Selected excerpt:
◆ ◆ ◆ ◆ ◆

Decision making in presence of uncertainty has long been studied (Bernoulli 1954; Kochenderfer 2015). The general framework of decision making could be summarized by (1) define clearly stated objectives within a value system, that is, a measure of utility (often profit), (2) enumerate the alternative decisions that could be taken—perhaps in a decision tree, (3) compute the expected utility for all alternatives, and (4) choose the alternative that maximizes expected utility. This framework becomes confounded with large one-time decisions or significant unknown unknowns that defy straightforward quantification. Grade control and mine planning decisions are made repeatedly within a clear economic framework.

Consider a recently loaded truck. The expected profit of the material if the truck goes to the mill would be computed by the average over all realizations, say $6.75 per tonne. The expected profit if the material goes to the waste dump is the average of a similar calculation over all realizations, say −$2.00 per tonne. With no other information, the truck should be sent to the mill. There are complicating factors including sequencing, stockpiling, limited milling capacity, but the principle stands. Decisions should be based on expected values as late as possible.

Decisions are based on the average over all realizations and not on one particular realization. The realizations are simply a means to represent uncertainty. One realization should not be chosen for decision making because that would mean ignoring other equally likely possibilities; the expectation is the only way to resolve the ambiguity of multiple realizations. The decision is also made as late as possible. Calling a block of material in a long term resource model ore may be convenient as an interim decision for planning purposes, but this decision would certainly be revisited with production sampling at the time of grade control.

There is another aspect to taking the expected value as late as possible. The expected value is calculated with the last numbers considered: utility or profit. The expected value should not be taken earlier. The correct decision would not always be found if the grades were averaged and the decision based on the utility computed from the expected grade. Many calculations are non-linear and the utility computed on the average of realizations is not the average (expected) utility computed on the realizations.

The distributions of payoff/utility for each possible decision are evaluated to determine the best decision. Some decisions may be completely dominated by others, that is, the best possible payoff of a dominated decision is less than the worst payoff of an alternative. All dominated decisions should be rejected. Some decisions are stochastically dominated by others (Levy 2016). That is, each quantile on the payoff distribution is less than the same quantile on an alternative. Decision makers should also reject all stochastically dominated decisions. The expected utility would be considered when multiple decisions remain to establish the optimal one.

A challenge in many geological resource application problems is that the decision involves many different options. The precise sequence of extraction or the position of all production wells is combinatorial and all options cannot be considered. Optimization algorithms are implemented where the objective function is the appropriate expected value of profit or utility over all realizations. The distribution of uncertainty in utility is only known once optimization is complete.

◆ ◆ ◆ ◆ ◆

The task:
Reproduce the portion of the passage on decision making under uncertainty between "Decision making in" and "clear economic framework.", inclusive.

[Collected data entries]
◆ ◆ ◆ ◆ ◆

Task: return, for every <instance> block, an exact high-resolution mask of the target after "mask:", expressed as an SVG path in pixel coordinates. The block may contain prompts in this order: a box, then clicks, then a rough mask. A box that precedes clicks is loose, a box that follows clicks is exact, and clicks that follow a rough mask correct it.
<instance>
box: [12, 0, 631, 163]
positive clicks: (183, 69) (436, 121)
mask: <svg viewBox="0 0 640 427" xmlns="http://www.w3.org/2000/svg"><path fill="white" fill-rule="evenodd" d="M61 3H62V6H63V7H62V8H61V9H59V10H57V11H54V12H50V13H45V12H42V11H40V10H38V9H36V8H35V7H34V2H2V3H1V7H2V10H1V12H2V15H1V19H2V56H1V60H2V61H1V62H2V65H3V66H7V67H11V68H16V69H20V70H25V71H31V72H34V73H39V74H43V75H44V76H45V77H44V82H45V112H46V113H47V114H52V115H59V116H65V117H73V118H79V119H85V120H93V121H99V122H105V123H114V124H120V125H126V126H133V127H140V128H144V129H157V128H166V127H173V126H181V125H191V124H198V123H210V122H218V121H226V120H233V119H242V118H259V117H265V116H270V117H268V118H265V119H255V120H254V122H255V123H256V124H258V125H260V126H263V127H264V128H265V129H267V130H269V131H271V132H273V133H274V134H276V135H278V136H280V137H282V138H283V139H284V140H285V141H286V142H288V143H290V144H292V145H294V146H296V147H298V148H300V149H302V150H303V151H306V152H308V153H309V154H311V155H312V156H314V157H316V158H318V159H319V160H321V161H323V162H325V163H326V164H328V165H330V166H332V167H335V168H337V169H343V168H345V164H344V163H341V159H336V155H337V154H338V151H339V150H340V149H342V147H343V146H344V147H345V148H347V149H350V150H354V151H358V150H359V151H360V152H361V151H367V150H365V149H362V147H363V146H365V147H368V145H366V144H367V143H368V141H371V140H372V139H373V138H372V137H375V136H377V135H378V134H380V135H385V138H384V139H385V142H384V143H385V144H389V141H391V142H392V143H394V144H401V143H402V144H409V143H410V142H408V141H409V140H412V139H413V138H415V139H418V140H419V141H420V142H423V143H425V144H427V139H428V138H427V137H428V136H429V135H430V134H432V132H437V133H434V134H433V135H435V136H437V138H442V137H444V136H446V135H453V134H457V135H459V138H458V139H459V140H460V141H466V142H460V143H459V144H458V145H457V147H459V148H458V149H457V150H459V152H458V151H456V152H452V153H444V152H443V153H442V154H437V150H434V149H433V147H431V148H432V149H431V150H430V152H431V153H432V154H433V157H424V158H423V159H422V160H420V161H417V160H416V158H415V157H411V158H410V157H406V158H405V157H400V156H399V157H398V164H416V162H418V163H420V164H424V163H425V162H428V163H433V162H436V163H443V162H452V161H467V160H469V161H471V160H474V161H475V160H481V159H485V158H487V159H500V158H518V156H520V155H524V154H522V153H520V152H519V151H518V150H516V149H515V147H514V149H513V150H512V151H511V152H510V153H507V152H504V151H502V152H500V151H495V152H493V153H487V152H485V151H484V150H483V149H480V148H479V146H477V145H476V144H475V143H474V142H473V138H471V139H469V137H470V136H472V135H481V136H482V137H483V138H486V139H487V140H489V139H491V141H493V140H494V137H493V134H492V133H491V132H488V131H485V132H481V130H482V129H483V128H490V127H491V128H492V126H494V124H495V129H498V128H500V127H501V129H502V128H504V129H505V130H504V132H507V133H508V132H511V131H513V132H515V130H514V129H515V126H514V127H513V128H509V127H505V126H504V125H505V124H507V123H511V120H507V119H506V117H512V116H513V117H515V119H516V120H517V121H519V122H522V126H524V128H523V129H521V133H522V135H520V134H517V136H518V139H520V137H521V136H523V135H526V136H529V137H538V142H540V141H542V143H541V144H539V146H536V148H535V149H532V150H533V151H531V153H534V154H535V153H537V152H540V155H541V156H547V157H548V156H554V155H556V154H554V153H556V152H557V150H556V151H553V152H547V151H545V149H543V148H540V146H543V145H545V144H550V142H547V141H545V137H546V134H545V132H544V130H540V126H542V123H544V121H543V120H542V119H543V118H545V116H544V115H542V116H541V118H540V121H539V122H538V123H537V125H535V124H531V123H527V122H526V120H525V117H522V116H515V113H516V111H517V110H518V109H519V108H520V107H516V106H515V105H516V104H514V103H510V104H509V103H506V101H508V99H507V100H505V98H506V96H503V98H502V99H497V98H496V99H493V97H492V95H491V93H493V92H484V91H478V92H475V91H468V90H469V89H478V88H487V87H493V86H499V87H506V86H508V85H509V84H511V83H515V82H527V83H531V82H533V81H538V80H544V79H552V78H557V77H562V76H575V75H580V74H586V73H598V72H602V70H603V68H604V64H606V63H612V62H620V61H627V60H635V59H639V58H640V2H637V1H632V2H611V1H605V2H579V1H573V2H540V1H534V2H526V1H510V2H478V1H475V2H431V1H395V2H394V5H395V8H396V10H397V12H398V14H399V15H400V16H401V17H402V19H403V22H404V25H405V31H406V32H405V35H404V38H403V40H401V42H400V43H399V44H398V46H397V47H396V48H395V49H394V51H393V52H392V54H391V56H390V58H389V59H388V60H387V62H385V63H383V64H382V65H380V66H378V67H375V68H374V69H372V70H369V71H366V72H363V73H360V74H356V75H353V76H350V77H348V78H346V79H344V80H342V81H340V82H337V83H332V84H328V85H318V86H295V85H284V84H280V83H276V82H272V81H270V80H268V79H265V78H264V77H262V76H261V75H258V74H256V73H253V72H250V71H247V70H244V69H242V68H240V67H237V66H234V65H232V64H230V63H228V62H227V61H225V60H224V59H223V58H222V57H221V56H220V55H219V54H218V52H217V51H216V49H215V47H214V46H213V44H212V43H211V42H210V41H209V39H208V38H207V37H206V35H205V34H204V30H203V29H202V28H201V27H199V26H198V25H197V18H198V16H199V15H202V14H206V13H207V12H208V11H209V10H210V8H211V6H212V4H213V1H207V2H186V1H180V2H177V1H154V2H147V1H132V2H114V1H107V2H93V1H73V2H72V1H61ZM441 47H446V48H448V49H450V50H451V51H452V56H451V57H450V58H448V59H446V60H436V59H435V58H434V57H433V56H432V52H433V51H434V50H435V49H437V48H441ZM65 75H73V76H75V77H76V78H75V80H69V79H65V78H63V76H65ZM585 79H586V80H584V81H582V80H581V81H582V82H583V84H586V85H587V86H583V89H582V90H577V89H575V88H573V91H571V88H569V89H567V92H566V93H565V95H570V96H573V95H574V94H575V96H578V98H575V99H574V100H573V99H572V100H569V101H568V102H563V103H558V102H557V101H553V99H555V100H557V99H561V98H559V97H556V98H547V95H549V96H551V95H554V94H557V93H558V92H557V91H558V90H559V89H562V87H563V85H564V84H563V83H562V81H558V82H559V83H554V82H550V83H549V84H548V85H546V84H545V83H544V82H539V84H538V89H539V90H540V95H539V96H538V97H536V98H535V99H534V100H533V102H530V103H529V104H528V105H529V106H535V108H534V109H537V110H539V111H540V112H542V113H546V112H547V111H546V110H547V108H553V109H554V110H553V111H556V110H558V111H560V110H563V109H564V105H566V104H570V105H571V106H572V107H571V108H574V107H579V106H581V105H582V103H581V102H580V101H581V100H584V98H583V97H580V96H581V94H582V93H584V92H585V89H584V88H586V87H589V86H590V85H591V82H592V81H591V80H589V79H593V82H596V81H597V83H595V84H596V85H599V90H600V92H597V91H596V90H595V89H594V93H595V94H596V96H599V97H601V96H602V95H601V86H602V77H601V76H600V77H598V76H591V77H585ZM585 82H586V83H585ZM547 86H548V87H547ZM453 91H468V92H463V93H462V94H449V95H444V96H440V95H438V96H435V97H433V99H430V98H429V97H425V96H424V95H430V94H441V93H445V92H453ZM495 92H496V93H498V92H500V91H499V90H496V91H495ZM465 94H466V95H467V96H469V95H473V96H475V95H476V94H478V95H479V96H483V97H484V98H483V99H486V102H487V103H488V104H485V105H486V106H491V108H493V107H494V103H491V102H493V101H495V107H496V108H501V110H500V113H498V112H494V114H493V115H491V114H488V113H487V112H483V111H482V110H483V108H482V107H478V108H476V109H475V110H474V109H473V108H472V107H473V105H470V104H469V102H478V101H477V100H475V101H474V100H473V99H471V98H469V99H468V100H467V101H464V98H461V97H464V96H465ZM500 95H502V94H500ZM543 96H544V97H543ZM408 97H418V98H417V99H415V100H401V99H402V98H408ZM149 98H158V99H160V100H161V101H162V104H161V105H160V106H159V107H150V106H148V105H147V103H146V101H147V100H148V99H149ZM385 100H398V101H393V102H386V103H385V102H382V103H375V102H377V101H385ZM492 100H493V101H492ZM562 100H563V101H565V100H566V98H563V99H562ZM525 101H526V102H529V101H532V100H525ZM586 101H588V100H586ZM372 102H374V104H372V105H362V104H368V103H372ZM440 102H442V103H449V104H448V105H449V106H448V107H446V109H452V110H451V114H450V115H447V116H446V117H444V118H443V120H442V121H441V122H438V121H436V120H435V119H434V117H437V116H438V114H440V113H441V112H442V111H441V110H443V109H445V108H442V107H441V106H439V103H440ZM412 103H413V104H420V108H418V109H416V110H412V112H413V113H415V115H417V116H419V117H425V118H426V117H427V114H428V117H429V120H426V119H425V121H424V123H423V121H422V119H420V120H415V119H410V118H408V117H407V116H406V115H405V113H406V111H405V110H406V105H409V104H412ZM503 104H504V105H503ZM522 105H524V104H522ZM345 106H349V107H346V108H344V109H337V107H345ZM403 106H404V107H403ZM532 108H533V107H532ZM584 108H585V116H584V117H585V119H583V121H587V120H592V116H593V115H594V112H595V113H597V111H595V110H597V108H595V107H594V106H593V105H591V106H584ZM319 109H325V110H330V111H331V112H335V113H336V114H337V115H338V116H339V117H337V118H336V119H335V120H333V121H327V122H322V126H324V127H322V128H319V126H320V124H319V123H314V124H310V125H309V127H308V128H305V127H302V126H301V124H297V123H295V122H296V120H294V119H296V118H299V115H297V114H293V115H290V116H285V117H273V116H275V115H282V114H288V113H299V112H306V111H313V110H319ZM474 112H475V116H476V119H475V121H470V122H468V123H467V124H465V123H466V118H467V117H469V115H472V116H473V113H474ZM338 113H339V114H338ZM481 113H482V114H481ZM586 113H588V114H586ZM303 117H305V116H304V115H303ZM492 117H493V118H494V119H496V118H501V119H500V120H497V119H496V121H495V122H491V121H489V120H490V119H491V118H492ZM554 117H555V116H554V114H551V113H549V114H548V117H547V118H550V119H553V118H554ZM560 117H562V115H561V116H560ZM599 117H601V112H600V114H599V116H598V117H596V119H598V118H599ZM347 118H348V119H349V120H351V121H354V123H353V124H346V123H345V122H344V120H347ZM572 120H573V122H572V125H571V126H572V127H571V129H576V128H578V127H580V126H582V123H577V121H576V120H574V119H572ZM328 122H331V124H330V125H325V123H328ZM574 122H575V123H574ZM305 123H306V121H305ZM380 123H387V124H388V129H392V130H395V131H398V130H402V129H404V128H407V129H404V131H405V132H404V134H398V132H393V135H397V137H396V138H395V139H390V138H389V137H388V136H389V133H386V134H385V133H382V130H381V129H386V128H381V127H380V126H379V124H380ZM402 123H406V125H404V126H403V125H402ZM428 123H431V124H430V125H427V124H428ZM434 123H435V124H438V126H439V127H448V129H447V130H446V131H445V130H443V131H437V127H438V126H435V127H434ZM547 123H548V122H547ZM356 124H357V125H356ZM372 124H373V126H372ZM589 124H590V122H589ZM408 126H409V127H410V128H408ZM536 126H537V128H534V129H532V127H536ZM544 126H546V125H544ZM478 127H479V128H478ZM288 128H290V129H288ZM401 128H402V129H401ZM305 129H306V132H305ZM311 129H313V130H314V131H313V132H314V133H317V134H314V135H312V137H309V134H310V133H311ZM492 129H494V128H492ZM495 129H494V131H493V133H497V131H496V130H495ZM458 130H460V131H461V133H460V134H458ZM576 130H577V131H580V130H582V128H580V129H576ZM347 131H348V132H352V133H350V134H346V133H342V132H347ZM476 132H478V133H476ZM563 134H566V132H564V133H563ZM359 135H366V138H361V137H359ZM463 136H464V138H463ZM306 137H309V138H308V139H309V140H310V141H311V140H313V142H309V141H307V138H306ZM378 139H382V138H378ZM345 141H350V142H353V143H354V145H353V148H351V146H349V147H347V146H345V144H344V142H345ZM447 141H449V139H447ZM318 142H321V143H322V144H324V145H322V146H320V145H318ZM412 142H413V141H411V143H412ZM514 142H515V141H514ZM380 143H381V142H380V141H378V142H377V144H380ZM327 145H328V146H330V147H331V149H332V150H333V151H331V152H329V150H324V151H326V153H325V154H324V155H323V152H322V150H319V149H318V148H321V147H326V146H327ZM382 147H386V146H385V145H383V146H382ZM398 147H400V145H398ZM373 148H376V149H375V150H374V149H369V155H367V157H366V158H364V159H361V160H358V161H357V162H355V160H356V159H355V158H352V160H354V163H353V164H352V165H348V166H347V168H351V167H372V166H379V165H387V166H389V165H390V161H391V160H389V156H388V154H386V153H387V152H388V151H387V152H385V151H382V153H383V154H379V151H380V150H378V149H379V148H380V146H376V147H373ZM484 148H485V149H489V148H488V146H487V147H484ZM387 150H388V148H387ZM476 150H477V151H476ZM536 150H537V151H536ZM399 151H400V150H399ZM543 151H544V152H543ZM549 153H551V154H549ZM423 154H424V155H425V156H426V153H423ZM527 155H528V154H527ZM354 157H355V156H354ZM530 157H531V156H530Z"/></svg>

◆ ◆ ◆ ◆ ◆

Completed exercise:
Decision making in presence of uncertainty has long been studied (Bernoulli 1954; Kochenderfer 2015). The general framework of decision making could be summarized by (1) define clearly stated objectives within a value system, that is, a measure of utility (often profit), (2) enumerate the alternative decisions that could be taken—perhaps in a decision tree, (3) compute the expected utility for all alternatives, and (4) choose the alternative that maximizes expected utility. This framework becomes confounded with large one-time decisions or significant unknown unknowns that defy straightforward quantification. Grade control and mine planning decisions are made repeatedly within a clear economic framework.